(Source data)
□ □ □ □

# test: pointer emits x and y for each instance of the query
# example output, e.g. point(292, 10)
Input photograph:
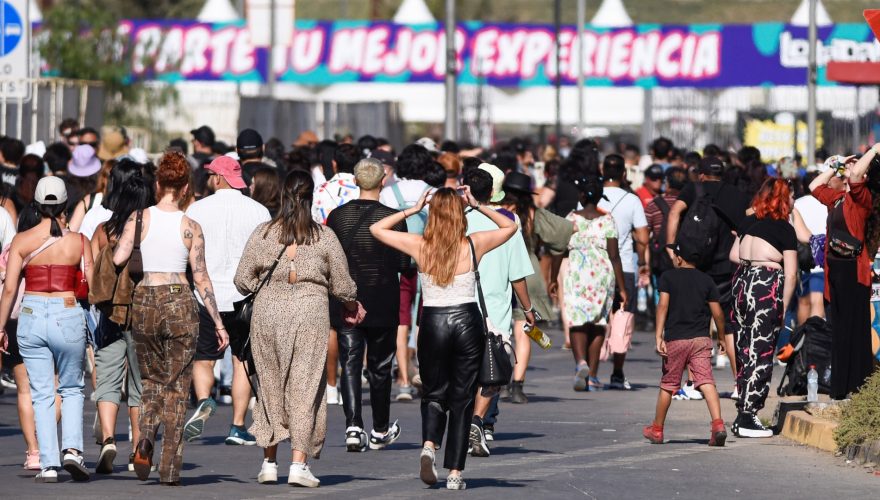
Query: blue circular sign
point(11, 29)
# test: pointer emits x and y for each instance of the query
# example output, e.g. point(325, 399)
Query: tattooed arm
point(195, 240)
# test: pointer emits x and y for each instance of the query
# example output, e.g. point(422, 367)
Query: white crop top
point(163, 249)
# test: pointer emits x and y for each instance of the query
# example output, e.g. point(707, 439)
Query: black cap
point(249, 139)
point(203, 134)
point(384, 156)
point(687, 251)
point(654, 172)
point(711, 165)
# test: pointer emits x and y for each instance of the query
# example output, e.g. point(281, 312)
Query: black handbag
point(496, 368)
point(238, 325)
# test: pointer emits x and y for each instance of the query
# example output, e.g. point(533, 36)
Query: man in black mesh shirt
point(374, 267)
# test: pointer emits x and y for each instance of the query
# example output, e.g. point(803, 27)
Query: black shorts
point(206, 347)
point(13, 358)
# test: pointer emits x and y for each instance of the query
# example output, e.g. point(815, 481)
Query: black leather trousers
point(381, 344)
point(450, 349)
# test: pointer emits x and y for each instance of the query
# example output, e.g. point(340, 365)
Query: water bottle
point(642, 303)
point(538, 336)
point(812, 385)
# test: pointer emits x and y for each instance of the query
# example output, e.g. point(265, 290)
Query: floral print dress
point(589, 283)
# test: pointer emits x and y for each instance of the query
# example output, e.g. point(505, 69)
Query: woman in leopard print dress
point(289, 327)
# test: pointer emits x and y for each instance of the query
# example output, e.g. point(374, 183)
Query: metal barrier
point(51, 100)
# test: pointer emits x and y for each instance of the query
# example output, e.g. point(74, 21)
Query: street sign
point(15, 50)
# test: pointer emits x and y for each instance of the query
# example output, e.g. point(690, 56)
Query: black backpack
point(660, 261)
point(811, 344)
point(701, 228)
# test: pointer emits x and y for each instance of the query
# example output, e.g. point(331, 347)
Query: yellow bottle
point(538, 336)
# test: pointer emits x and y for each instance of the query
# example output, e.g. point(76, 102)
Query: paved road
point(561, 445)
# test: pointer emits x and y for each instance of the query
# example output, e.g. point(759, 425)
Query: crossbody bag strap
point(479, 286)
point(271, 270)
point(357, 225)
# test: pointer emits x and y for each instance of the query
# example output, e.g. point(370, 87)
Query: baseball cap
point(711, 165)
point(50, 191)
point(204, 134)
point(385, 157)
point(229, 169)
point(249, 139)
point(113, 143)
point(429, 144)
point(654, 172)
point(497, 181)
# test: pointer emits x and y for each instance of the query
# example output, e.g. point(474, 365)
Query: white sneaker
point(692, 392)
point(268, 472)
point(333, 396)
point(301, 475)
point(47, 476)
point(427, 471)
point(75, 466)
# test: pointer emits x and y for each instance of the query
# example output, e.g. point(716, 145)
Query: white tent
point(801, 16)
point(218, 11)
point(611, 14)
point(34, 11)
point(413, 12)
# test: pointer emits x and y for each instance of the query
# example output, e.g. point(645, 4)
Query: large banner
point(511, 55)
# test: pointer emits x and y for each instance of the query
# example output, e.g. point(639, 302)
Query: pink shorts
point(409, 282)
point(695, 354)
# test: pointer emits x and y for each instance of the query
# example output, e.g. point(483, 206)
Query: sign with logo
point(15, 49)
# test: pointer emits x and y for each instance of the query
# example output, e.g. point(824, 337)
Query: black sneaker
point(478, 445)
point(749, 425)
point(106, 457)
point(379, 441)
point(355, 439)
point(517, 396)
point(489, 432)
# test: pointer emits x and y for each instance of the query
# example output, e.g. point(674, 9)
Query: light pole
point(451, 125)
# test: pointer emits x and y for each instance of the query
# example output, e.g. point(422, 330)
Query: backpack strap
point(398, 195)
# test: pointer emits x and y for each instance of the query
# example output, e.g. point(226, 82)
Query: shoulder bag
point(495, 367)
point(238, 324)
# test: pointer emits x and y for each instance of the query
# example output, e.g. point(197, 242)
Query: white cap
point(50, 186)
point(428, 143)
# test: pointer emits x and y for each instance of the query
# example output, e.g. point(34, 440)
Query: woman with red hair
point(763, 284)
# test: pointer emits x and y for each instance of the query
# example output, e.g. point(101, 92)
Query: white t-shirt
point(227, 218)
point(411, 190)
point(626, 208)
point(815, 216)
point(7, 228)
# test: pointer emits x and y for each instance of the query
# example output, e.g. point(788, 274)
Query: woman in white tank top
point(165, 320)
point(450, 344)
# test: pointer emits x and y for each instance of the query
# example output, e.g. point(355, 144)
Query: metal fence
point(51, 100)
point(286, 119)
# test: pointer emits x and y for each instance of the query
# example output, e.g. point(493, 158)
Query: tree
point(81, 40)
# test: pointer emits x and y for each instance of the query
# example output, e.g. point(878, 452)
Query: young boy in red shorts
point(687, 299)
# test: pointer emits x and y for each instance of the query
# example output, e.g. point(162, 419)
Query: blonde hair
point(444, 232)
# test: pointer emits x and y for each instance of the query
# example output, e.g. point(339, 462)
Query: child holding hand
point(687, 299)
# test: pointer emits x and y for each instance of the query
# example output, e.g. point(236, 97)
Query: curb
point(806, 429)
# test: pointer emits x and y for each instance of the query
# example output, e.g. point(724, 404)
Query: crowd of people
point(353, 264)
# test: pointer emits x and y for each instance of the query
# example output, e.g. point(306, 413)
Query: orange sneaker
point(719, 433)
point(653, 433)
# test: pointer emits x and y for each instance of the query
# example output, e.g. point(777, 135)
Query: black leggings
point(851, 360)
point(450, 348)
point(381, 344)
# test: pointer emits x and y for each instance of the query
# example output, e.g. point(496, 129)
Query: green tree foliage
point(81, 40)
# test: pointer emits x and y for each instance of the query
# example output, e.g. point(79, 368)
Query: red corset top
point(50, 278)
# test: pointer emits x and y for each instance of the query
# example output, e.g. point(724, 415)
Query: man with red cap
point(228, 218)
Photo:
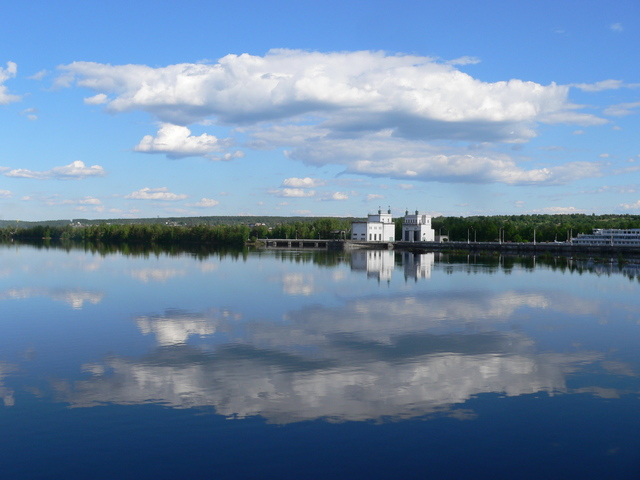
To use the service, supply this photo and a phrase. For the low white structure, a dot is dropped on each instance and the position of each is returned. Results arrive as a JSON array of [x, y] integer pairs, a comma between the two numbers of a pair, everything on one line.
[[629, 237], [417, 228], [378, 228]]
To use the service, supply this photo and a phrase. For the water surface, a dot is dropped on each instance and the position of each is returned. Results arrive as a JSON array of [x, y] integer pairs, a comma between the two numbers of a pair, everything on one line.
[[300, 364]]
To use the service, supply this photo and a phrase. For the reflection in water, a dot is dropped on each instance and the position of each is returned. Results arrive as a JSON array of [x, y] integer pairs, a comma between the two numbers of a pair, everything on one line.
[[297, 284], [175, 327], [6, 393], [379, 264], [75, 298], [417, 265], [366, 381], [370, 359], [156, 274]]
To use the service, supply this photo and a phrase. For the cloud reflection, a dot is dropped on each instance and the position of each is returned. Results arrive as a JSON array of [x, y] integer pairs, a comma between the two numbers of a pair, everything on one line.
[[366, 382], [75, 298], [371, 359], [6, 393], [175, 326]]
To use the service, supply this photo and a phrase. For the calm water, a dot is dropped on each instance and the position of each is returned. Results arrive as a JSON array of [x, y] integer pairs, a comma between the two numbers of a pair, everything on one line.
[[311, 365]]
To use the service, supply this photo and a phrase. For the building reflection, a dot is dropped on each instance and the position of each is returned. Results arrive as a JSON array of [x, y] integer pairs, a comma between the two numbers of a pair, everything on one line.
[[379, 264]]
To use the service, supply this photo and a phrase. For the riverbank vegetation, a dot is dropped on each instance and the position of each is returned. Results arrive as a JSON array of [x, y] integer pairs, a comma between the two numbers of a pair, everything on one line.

□ □ □ □

■ **BRIEF**
Convert all of the material into a Markdown table with the columns "Row" and "Line", giving each line its own numbered row and dropping blank lines. Leave the pictures out.

■ **WORKED SOLUTION**
| Row | Line |
|---|---|
| 1 | # test: pointer emits x and y for each instance of the query |
| 2 | # example output, e.g. point(292, 10) |
| 3 | Input photograph: |
| 4 | Query: blue circular sign |
| 5 | point(11, 29) |
| 6 | # test: pointer emits x and y for each instance of the query |
| 7 | # example output, e.g. point(325, 399) |
| 8 | Query: tattooed arm |
| 9 | point(195, 240) |
| 10 | # test: pointer emits x and y for each instance of the query |
| 11 | # example output, e.g. point(422, 367) |
| 12 | Query: white crop top |
| 13 | point(163, 249) |
| 14 | # test: pointer emits x and y for each instance of the query |
| 15 | # example output, e.g. point(707, 439) |
| 16 | Query: black cap |
| 17 | point(249, 139) |
| 18 | point(203, 134) |
| 19 | point(384, 156) |
| 20 | point(687, 251) |
| 21 | point(654, 172) |
| 22 | point(711, 165) |
| 23 | # test: pointer emits x and y for each instance of the query |
| 24 | # example output, e.g. point(281, 312) |
| 25 | Query: black handbag |
| 26 | point(496, 368) |
| 27 | point(238, 325) |
| 28 | # test: pointer emits x and y for each instance of the query |
| 29 | # example output, e.g. point(533, 36) |
| 30 | Query: man in black mesh shirt |
| 31 | point(374, 267) |
| 32 | # test: pointer emits x and y for each instance of the query |
| 33 | # example output, e.g. point(803, 27) |
| 34 | Query: black shorts |
| 35 | point(206, 347) |
| 36 | point(13, 358) |
| 37 | # test: pointer emits x and y for each instance of the query |
| 38 | # example output, e.g. point(815, 481) |
| 39 | Query: black leather trousers |
| 40 | point(381, 344) |
| 41 | point(450, 349) |
| 42 | # test: pointer emits x and y for each instance of the query |
| 43 | # example output, e.g. point(340, 365) |
| 44 | Query: water bottle |
| 45 | point(642, 303) |
| 46 | point(538, 336) |
| 47 | point(812, 385) |
| 48 | # test: pointer emits x and y for each instance of the query |
| 49 | # example output, e.g. point(265, 290) |
| 50 | Query: floral print dress |
| 51 | point(589, 283) |
| 52 | # test: pointer emits x and y for each instance of the query |
| 53 | # example output, e.g. point(505, 69) |
| 54 | Query: woman in leopard print dress |
| 55 | point(289, 327) |
| 56 | # test: pointer emits x and y for each instance of the query |
| 57 | # example output, e.g. point(374, 183) |
| 58 | Query: metal barrier |
| 59 | point(51, 100) |
| 60 | # test: pointer emits x and y for each instance of the query |
| 61 | # example output, e.g. point(74, 21) |
| 62 | Query: street sign |
| 63 | point(15, 50) |
| 64 | # test: pointer emits x and y for each instance of the query |
| 65 | # example output, e.g. point(690, 56) |
| 66 | Query: black backpack |
| 67 | point(660, 261) |
| 68 | point(811, 344) |
| 69 | point(701, 228) |
| 70 | # test: pointer emits x and y for each instance of the query |
| 71 | # example output, e.g. point(331, 347) |
| 72 | Query: yellow bottle |
| 73 | point(538, 336) |
| 74 | # test: pointer emits x and y for each instance of the query |
| 75 | # example output, e.g. point(76, 102) |
| 76 | Query: paved road |
| 77 | point(561, 445) |
| 78 | # test: pointer emits x and y for each instance of the query |
| 79 | # example output, e.g. point(759, 425) |
| 80 | Query: crossbody bag strap |
| 81 | point(479, 286) |
| 82 | point(271, 270) |
| 83 | point(357, 225) |
| 84 | # test: pointer emits x and y for each instance of the query |
| 85 | # example output, e.g. point(370, 87) |
| 86 | Query: baseball cap |
| 87 | point(711, 165) |
| 88 | point(50, 191) |
| 89 | point(204, 134) |
| 90 | point(385, 157) |
| 91 | point(229, 169) |
| 92 | point(249, 139) |
| 93 | point(113, 143) |
| 94 | point(429, 144) |
| 95 | point(654, 172) |
| 96 | point(497, 181) |
| 97 | # test: pointer emits x and y for each instance of the query |
| 98 | # example output, e.g. point(474, 365) |
| 99 | Query: white sneaker |
| 100 | point(692, 392) |
| 101 | point(268, 472) |
| 102 | point(333, 396) |
| 103 | point(301, 475) |
| 104 | point(47, 476) |
| 105 | point(427, 471) |
| 106 | point(75, 466) |
| 107 | # test: pointer emits x and y for each instance of the query |
| 108 | # example output, e.g. point(716, 145) |
| 109 | Query: white tent |
| 110 | point(801, 16) |
| 111 | point(218, 11) |
| 112 | point(611, 14) |
| 113 | point(34, 11) |
| 114 | point(413, 12) |
| 115 | # test: pointer emits x and y for each instance of the query |
| 116 | # example output, e.g. point(645, 4) |
| 117 | Query: large banner |
| 118 | point(511, 55) |
| 119 | # test: pointer emits x and y for each instance of the query |
| 120 | # example output, e.g. point(639, 302) |
| 121 | Query: pink shorts |
| 122 | point(409, 282) |
| 123 | point(695, 354) |
| 124 | # test: pointer emits x and y for each instance of the query |
| 125 | # example output, e.g. point(483, 206) |
| 126 | Query: sign with logo |
| 127 | point(15, 49) |
| 128 | # test: pointer emits x and y for each instance of the query |
| 129 | # example output, e.g. point(824, 337) |
| 130 | Query: black sneaker |
| 131 | point(478, 445) |
| 132 | point(749, 425) |
| 133 | point(106, 457) |
| 134 | point(379, 441) |
| 135 | point(355, 439) |
| 136 | point(517, 396) |
| 137 | point(489, 432) |
| 138 | # test: pointer emits x and y for each instance of the query |
| 139 | # example output, e.g. point(674, 9) |
| 140 | Query: light pole |
| 141 | point(451, 125) |
| 142 | # test: pointer emits x and y for each instance of the query |
| 143 | # example output, e.g. point(422, 330) |
| 144 | Query: backpack strap |
| 145 | point(398, 195) |
| 146 | # test: pointer emits x and y for each instance of the query |
| 147 | # example output, e.g. point(226, 82) |
| 148 | Query: shoulder bag |
| 149 | point(495, 367) |
| 150 | point(238, 324) |
| 151 | # test: pointer emits x and y for each instance of the query |
| 152 | # example output, e.g. point(197, 242) |
| 153 | Query: white cap |
| 154 | point(50, 186) |
| 155 | point(428, 143) |
| 156 | # test: pointer emits x and y for each instance of the query |
| 157 | # example output, e.g. point(34, 440) |
| 158 | Query: woman with red hair |
| 159 | point(763, 284) |
| 160 | # test: pointer emits x and y for each instance of the query |
| 161 | # example output, e.g. point(101, 92) |
| 162 | Query: white t-shirt |
| 163 | point(227, 218) |
| 164 | point(411, 190) |
| 165 | point(626, 208) |
| 166 | point(815, 216) |
| 167 | point(7, 228) |
| 168 | # test: pointer emits x and y for each instance of the query |
| 169 | # example output, e.g. point(788, 274) |
| 170 | Query: woman in white tank top |
| 171 | point(165, 320) |
| 172 | point(450, 344) |
| 173 | # test: pointer emits x and y for each instance of the query |
| 174 | # example output, e.g. point(355, 144) |
| 175 | Query: metal fence |
| 176 | point(51, 100) |
| 177 | point(286, 119) |
| 178 | # test: pointer emits x and y for each instance of the query |
| 179 | # example output, e.g. point(493, 158) |
| 180 | Query: tree |
| 181 | point(81, 40) |
| 182 | # test: pointer emits x and y for each instance of the query |
| 183 | # example output, e.g. point(878, 452) |
| 184 | Query: young boy in red shorts |
| 185 | point(687, 299) |
| 186 | # test: pointer emits x and y for each instance of the query |
| 187 | # example output, e.g. point(162, 419) |
| 188 | Query: blonde hair |
| 189 | point(444, 232) |
| 190 | # test: pointer emits x and y for each instance of the query |
| 191 | # example output, e.g. point(339, 462) |
| 192 | Query: child holding hand |
| 193 | point(687, 299) |
| 194 | # test: pointer emits x and y for each instance of the query |
| 195 | # example output, e.g. point(236, 97) |
| 196 | Query: curb |
| 197 | point(806, 429) |
| 198 | # test: pointer emits x and y for each instance of the query |
| 199 | # example output, e.g. point(724, 404) |
| 200 | Query: crowd of people |
| 201 | point(353, 264) |
| 202 | # test: pointer emits x and y for each instance of the query |
| 203 | # example output, e.g. point(306, 413) |
| 204 | Query: orange sneaker |
| 205 | point(719, 433) |
| 206 | point(653, 433) |
| 207 | # test: pointer emits x and y for each instance of the query |
| 208 | # example output, e.g. point(777, 135) |
| 209 | Query: black leggings |
| 210 | point(851, 360) |
| 211 | point(450, 348) |
| 212 | point(381, 344) |
| 213 | # test: pointer emits x and y for each instance of the query |
| 214 | # example output, e.g. point(496, 129) |
| 215 | Query: green tree foliage |
| 216 | point(81, 40) |
| 217 | # test: pointer emits x and y for each instance of the query |
| 218 | # example output, e.g. point(79, 368) |
| 219 | Query: red corset top |
| 220 | point(50, 278) |
| 221 | # test: pointer emits x and y for each instance of the query |
| 222 | # example output, e.g. point(724, 415) |
| 223 | Query: man with red cap |
| 224 | point(228, 218) |
| 225 | Photo: |
| 226 | To use the service, supply this photo and a phrase. For the low white structure, a dot is dropped on each instance and the position of each is returned. Results arrive as a JSON array of [x, y] integer pairs, a comma between the two numbers of a pair, everything on one line. |
| 227 | [[629, 237], [417, 228], [378, 228]] |
| 228 | To use the service, supply this photo and a phrase. For the water surface, a dot is dropped on each instance and the position of each is returned. Results arrive as a JSON array of [x, y] integer pairs, a comma between the two numbers of a pair, everything on one line. |
| 229 | [[300, 364]] |
| 230 | To use the service, supply this photo and a phrase. For the reflection in water, a dot is dropped on each instance and the position of each is returned. Results arrive as a JSON array of [x, y] integer pairs, a comma between the two numbers of a pair, everything on one line. |
| 231 | [[297, 284], [175, 327], [6, 393], [379, 264], [75, 298], [417, 265], [366, 381], [370, 359], [156, 274]] |
| 232 | To use the service, supply this photo and a phrase. For the cloud reflection, a dot is dropped on each instance and the position of each is returned. Results arrive as a JSON array of [x, y] integer pairs, a comma between the two numbers of a pair, everything on one line. |
| 233 | [[366, 382], [75, 298], [371, 359], [6, 393], [175, 326]] |
| 234 | To use the service, supply this photo and a phrase. For the calm water, a dot is dropped on each instance and the position of each is returned. Results arrive as a JSON array of [x, y] integer pairs, a comma between the two numbers of a pair, everything on one line. |
| 235 | [[311, 365]] |
| 236 | To use the service, supply this photo and a phrase. For the building reflection, a dot is dropped on each instance and the position of each is returned. Results arrive as a JSON array of [x, y] integer pairs, a comma between the two numbers of a pair, everything on one line. |
| 237 | [[379, 264]] |
| 238 | To use the service, supply this photo and a phrase. For the riverbank vegetation, a dot is dropped on each instance and the position of each is returned. Results arrive as a JSON array of [x, y] integer pairs, a comma between the two numbers of a pair, everything on one line. |